# TEKS YANG DIBERIKAN
____

Friday, November 27, 2009

Kapan Majunya, Jenderal?

Beberapa jajak pendapat menyimpulkan: popularitas Yudhoyono sebagai calon presiden semakin meningkat. Ia mulai rajin mengunjungi pesantren dan bicara terbuka di depan publik pendukungnya. Untuk all-out, masih butuh waktu—dan isyarat Megawati.
TERIK matahari waktu zuhur mulai terasa menyengat di sela-sela tenda luas yang terbentang. Sekitar 2.000 orang yang memadati halaman
masjid dan Pondok Pesantren K.H. A.K.N. Marzuki mendadak bangkit dan menoleh ke belakang tanpa dikomando. Pidato sambutan terhenti, berganti alunan Selawat Badar menyambut kedatangan tamu yang telah ditunggu-tunggu itu.
Diiringi istri dan ajudannya, sang tamu turun dari sebuah mobil sedan mengkilap dan melangkah menuju mimbar. Saat melintasi kerumunan massa, alunan selawat untuk menyemangati "perang" di zaman Nabi itu kian menggema. Hadirin pun berebut menjabat tangan lelaki tinggi-besar itu. Di dekat mimbar utama, K.H. Ahmad Khoirun Nasihin, sang pengasuh pesantren, tersenyum menyambut kedatangannya.
Hari itu, Selasa pekan lalu, Menteri Koordinator Bidang Politik dan Keamanan Susilo Bambang Yudhoyono turne ke pesantren di Dukuh Selempung, Desa Dukuhseti, Kecamatan Dukuhseti, Pati, Jawa Tengah, itu. Bukan sekadar kunjungan biasa, kali ini ia akan menutup Muktamar VIII Jam'iyah Ahli Thariqah Muktabarah Indonesia (JATMI), sebuah perhimpunan gerakan tarekat terkemuka, sekaligus meresmikan SLTP dan SMU terpadu di lingkungan pesantren.

____

(Data deteksi objek)
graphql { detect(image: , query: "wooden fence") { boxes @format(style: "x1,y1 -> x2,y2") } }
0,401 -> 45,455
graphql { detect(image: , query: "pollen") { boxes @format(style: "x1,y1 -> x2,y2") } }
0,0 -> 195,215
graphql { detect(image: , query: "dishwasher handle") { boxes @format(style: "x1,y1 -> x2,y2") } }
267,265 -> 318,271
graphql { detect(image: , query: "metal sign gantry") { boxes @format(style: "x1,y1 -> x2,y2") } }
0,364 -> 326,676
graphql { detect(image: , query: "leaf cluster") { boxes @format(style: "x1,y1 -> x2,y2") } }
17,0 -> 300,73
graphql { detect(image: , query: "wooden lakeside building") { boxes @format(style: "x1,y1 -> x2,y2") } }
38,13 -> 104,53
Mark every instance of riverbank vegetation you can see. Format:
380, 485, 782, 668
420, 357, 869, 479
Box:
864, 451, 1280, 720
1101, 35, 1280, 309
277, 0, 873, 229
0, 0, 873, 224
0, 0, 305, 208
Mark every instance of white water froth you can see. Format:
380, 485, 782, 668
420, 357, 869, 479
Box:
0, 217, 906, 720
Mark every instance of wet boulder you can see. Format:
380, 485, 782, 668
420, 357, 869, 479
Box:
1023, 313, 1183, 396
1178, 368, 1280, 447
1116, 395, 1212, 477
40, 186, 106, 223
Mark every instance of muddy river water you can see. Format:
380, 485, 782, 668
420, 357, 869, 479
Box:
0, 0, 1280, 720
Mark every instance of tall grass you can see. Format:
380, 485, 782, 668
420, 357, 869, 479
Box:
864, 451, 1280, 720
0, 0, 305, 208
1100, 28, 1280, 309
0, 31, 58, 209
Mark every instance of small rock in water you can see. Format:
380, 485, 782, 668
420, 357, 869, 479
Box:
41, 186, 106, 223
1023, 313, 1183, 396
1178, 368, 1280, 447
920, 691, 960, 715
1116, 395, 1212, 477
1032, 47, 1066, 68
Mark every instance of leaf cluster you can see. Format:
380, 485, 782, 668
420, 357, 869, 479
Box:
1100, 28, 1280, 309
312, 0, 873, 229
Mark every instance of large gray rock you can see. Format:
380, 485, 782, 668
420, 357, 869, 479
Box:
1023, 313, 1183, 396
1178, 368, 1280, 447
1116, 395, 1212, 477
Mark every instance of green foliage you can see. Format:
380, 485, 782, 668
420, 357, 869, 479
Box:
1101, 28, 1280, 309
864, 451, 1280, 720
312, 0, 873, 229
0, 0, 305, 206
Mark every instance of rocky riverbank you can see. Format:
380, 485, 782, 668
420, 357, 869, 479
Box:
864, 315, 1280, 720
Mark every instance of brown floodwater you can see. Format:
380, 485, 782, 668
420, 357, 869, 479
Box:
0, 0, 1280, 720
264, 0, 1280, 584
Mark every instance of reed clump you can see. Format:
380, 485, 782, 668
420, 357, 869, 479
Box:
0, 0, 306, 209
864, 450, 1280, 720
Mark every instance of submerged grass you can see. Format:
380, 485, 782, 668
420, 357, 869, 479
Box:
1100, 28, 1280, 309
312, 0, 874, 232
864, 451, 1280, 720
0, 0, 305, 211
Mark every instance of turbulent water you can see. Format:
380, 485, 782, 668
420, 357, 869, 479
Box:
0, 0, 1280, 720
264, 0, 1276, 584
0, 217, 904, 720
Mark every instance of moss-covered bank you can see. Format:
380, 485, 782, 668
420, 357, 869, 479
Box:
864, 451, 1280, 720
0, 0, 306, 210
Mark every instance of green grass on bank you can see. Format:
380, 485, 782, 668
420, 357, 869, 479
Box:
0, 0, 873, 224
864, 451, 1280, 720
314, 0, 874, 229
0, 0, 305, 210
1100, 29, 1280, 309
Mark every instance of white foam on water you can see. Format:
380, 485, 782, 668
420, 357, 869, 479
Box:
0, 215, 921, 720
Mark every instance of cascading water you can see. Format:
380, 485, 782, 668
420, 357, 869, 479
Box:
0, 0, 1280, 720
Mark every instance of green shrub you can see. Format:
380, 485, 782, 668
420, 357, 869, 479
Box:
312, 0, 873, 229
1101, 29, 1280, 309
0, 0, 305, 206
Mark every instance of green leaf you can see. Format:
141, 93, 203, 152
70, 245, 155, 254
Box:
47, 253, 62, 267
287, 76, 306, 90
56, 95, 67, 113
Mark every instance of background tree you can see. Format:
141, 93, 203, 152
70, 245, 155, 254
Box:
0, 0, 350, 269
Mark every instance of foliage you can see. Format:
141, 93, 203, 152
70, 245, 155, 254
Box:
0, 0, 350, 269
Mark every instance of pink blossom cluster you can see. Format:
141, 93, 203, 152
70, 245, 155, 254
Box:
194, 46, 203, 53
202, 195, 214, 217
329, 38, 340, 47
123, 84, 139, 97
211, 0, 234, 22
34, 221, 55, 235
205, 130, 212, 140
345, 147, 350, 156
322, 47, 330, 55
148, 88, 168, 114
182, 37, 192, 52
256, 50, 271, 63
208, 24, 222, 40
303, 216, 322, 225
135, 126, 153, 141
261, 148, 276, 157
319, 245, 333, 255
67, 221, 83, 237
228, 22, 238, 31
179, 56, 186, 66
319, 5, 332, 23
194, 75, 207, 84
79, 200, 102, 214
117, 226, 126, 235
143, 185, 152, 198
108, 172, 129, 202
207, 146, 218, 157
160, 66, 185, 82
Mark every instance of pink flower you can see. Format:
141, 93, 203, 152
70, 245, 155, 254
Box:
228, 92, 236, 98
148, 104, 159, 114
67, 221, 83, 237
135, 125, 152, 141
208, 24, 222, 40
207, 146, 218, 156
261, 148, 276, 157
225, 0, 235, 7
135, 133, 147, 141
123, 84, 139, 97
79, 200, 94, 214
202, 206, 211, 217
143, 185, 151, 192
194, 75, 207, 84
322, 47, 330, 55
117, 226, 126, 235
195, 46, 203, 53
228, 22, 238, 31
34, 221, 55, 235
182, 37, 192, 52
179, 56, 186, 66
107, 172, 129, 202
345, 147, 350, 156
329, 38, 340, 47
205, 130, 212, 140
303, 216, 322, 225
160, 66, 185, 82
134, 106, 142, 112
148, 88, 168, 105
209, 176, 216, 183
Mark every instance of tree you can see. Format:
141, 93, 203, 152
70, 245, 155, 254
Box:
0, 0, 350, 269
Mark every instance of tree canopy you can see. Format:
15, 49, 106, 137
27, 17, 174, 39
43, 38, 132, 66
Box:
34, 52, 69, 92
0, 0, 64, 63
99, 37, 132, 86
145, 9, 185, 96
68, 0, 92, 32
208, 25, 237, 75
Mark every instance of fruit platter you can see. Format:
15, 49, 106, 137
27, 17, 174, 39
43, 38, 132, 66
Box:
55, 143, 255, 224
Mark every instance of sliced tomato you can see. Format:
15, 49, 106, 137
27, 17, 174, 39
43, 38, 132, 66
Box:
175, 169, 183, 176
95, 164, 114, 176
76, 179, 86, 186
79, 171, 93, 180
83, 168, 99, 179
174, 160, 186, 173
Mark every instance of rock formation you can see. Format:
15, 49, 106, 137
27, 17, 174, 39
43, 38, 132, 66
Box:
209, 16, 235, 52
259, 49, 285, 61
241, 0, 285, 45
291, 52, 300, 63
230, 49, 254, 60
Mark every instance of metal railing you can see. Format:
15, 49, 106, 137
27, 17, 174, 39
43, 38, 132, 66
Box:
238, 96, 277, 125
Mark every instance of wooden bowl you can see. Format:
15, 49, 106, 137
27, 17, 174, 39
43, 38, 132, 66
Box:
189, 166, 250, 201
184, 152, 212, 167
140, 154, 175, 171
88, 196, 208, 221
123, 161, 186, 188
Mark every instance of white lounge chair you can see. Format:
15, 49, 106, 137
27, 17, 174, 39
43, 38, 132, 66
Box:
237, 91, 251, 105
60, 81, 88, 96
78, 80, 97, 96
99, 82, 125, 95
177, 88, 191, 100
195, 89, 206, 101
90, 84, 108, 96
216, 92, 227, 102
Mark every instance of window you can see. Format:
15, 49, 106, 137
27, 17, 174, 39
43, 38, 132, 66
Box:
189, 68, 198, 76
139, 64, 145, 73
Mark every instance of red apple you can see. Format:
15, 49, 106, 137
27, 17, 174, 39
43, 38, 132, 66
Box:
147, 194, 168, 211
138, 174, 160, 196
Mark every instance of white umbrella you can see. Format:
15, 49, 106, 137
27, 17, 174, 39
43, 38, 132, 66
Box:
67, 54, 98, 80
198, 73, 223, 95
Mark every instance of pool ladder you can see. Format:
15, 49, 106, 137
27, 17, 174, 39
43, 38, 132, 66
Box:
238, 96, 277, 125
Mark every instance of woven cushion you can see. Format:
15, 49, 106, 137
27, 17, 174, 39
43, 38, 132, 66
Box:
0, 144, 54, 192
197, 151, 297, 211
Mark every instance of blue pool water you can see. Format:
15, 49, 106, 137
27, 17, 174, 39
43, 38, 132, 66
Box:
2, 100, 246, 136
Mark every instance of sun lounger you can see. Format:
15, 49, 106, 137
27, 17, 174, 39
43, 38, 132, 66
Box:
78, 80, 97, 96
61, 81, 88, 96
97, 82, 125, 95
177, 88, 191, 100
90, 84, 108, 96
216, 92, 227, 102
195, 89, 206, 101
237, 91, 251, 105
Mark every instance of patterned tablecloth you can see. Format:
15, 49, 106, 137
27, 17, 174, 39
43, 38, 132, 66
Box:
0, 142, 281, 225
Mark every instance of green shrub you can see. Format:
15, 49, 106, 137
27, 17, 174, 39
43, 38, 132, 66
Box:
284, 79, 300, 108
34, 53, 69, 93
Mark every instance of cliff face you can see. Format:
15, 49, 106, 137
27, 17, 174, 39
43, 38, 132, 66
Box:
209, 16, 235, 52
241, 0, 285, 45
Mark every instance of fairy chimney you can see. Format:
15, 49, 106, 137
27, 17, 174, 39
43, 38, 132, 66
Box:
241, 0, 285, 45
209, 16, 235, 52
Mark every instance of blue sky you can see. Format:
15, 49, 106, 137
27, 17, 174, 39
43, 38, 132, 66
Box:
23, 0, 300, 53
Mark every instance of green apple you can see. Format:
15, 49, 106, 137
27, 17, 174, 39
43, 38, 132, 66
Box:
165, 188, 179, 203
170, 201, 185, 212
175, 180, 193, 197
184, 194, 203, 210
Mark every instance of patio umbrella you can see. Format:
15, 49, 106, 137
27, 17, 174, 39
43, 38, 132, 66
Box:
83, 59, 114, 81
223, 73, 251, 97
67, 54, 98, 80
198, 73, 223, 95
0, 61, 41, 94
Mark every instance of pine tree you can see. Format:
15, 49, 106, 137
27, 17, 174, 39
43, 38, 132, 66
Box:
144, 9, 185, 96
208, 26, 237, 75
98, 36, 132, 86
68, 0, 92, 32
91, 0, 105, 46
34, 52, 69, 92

____

# TUGAS YANG DIKERJAKAN
A - Tentukan apakah tiap pernyataan berikut sesuai dengan teks tentang kunjungan Yudhoyono ke pesantren di Pati. Jawab ya atau tidak, lalu kutip kata-kata teks yang menjadi penentunya. (i) Sekitar 2.000 orang memadati halaman masjid dan pesantren. (ii) Yudhoyono datang ke pesantren itu seorang diri. (iii) Dalam kunjungan itu Yudhoyono akan membuka Muktamar VIII JATMI.
B - Teruskan teks tentang kunjungan Yudhoyono ke pesantren di Pati, mulai setelah kalimat terakhirnya.

# JAWABAN AKHIR
A -
(i) Ya: "Sekitar 2.000 orang yang memadati halaman masjid dan Pondok Pesantren K.H. A.K.N. Marzuki"
(ii) Tidak: "Diiringi istri dan ajudannya"
(iii) Tidak: "ia akan menutup Muktamar VIII Jam'iyah Ahli Thariqah Muktabarah Indonesia (JATMI)"

B -
Yudhoyono menuju panggung diiringi Kiai Nasihin dan Ketua JATMI, Kiai Maktub Efendy. Indonesia Raya dilantunkan hadirin. Di sela-sela lagu itu, Kiai Nasihin mengalungkan kain rida kelabu ke leher sang Menteri—simbol kehormatan yang tak main-main. Jawabnya ada dalam pidato Kiai Maktub. Ia mendukung penuh langkah Yudhoyono menuju kursi presiden. "Kalau dulu presiden pertama Sukarno, lalu diganti Soeharto, untuk ke depan, ya, namanya Su.. Su... Susilo Bambang Yudhoyono. Insya Allah,'' kata Kiai Maktub, disambut riuh tepuk tangan hadirin.
Mendengar dukungan itu, bekas Kepala Staf Teritorial TNI yang siang itu mengenakan baju batik lengan panjang warna cokelat tua ini hanya tersenyum. Bahkan, saat berpidato, ia sama sekali tak menyinggung soal rencananya melangkah menuju kursi RI-1. Ia hanya mengingatkan pentingnya persatuan dan kesatuan bangsa, lalu dilanjutkan pemukulan beduk tanda penutupan muktamar.
Setelah sejam di pesantren, perjalan disambung ke Semarang. Di ibu kota Provinsi Jawa Tengah ini, ia menghadiri acara temu kader Partai Demokrat se-Jawa Tengah di Hotel Grand Candi. Ia mengenakan baju batik yang sama, ditambah topi bergambar lambang partai yang didirikannya itu. Di hadapan sekitar 1.000 kader, ia meminta dukungan mereka dalam melangkah menuju kursi kepresidenan. "Jika Anda mendukung saya, maka saya menanti dukungan yang nyata dari Anda sekalian," ujarnya.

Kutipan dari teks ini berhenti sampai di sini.